**EXERCISE REQUIREMENTS**
Set down exactly the lines below between the line holding "277L181 302L200 424L299" and the line holding "Trace every instance of the evergreen", inclusive; no other line belongs in the answer.

Collected data:
..............................
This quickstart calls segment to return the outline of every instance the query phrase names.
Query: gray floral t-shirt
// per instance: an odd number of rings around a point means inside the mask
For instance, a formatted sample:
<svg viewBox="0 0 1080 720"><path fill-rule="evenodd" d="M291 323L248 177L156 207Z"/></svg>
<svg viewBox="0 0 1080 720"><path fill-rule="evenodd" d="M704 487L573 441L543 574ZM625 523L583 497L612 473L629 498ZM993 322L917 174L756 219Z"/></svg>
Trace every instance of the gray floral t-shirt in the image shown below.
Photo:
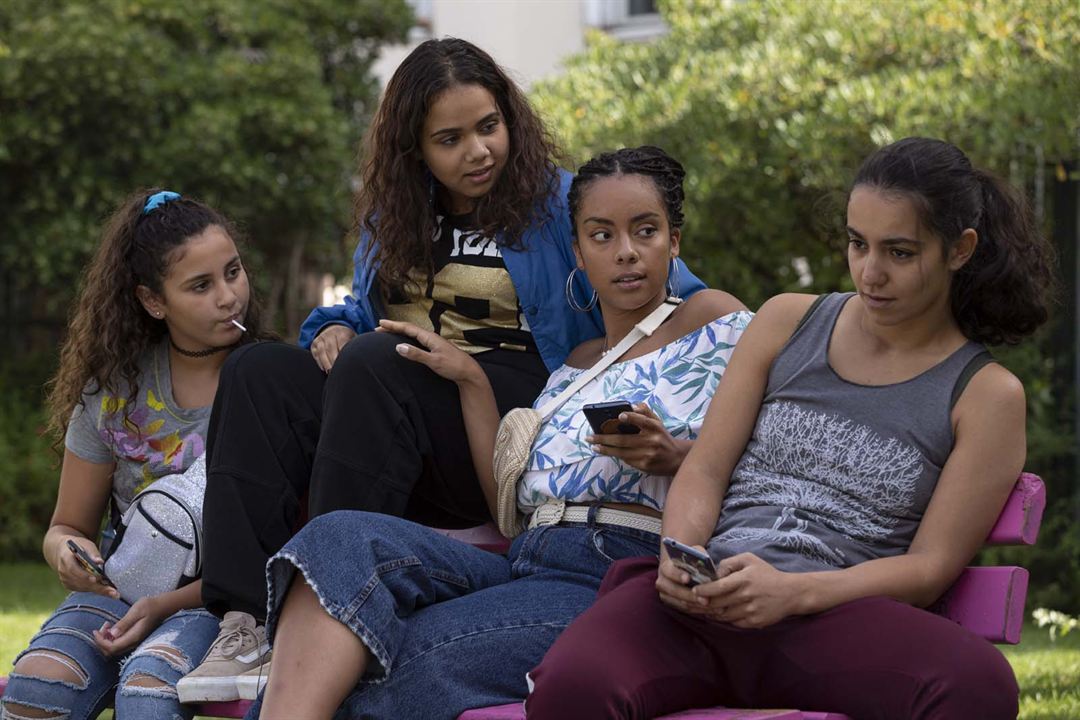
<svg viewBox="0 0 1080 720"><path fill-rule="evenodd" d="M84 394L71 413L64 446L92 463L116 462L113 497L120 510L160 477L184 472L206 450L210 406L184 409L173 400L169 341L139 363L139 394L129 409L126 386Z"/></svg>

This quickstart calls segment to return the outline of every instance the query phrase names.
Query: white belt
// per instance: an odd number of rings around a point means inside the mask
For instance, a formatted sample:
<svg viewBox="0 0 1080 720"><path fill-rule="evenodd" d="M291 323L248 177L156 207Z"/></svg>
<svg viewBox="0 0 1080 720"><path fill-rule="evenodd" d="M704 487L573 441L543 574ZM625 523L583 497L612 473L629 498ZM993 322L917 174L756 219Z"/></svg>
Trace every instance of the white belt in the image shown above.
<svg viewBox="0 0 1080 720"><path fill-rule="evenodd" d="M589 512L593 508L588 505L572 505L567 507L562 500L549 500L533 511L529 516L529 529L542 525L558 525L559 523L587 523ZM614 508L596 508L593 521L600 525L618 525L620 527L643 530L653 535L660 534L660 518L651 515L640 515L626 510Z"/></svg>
..............................
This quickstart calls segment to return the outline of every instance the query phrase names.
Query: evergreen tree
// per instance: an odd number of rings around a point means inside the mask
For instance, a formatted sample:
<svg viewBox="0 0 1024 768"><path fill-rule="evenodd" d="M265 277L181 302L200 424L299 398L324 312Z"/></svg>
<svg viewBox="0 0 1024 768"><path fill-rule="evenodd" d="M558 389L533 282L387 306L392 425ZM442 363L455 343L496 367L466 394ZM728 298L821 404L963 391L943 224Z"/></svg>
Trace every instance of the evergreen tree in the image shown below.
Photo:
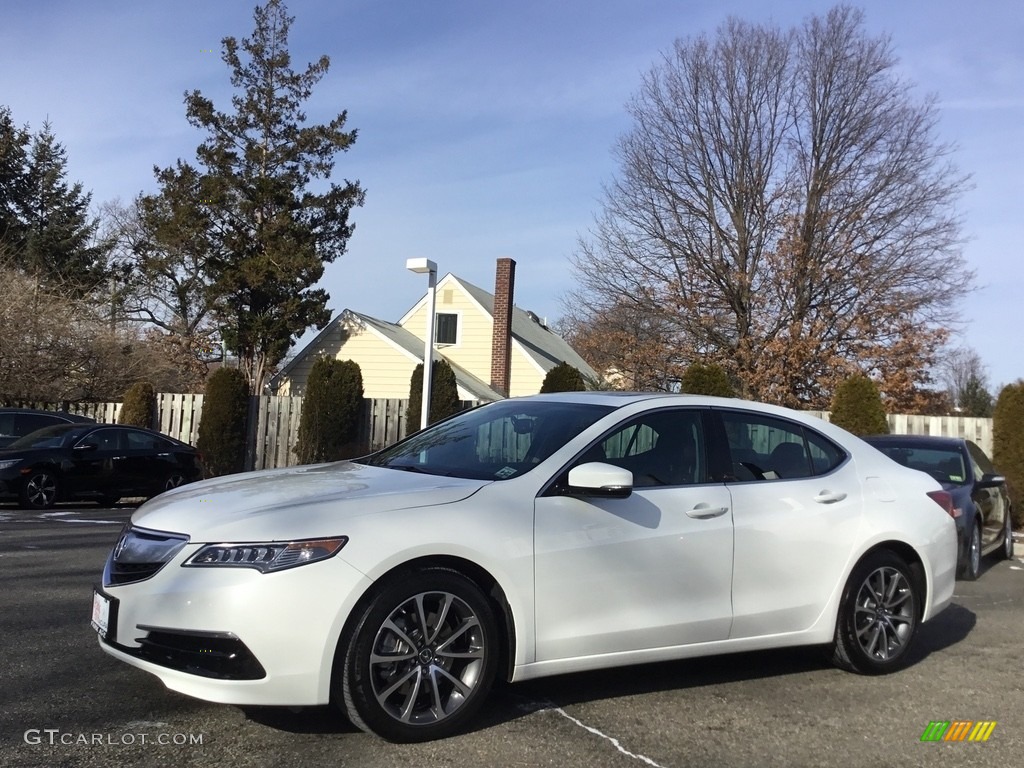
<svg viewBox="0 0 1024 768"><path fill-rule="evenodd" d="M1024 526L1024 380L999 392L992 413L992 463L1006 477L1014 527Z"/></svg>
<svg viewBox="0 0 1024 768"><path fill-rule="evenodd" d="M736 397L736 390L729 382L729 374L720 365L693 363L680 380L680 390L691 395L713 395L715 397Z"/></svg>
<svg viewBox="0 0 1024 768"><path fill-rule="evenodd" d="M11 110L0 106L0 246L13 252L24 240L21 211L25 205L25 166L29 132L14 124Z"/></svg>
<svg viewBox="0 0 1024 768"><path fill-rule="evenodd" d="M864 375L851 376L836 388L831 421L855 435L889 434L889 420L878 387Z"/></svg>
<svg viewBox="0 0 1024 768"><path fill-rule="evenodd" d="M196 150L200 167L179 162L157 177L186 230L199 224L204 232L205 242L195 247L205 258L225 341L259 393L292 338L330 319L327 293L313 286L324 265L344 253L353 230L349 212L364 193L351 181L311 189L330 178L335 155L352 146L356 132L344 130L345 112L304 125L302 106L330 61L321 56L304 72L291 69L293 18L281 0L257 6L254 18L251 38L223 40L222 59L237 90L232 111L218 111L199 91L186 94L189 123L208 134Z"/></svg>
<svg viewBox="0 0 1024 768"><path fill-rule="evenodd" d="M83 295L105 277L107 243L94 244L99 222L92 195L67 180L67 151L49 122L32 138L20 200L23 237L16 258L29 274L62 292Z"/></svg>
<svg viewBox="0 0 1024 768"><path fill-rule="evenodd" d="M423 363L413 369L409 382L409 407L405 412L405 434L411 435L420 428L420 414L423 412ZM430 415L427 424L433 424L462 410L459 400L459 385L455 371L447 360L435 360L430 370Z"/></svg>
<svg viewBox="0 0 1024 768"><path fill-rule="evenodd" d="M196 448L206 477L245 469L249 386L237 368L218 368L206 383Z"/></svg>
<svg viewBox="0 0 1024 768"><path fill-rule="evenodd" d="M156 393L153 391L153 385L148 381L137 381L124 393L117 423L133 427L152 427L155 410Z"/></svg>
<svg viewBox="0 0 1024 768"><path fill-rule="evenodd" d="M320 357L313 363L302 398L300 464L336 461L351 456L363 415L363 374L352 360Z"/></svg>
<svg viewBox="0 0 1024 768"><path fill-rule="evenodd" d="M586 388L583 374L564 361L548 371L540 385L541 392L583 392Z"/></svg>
..............................
**ANSWER SECTION**
<svg viewBox="0 0 1024 768"><path fill-rule="evenodd" d="M265 277L181 302L200 424L299 398L324 312Z"/></svg>
<svg viewBox="0 0 1024 768"><path fill-rule="evenodd" d="M558 389L533 282L387 306L392 425ZM442 363L455 343L496 367L466 394ZM728 298L821 404L963 391L943 224Z"/></svg>
Trace every instance of the evergreen tree in the image shown below.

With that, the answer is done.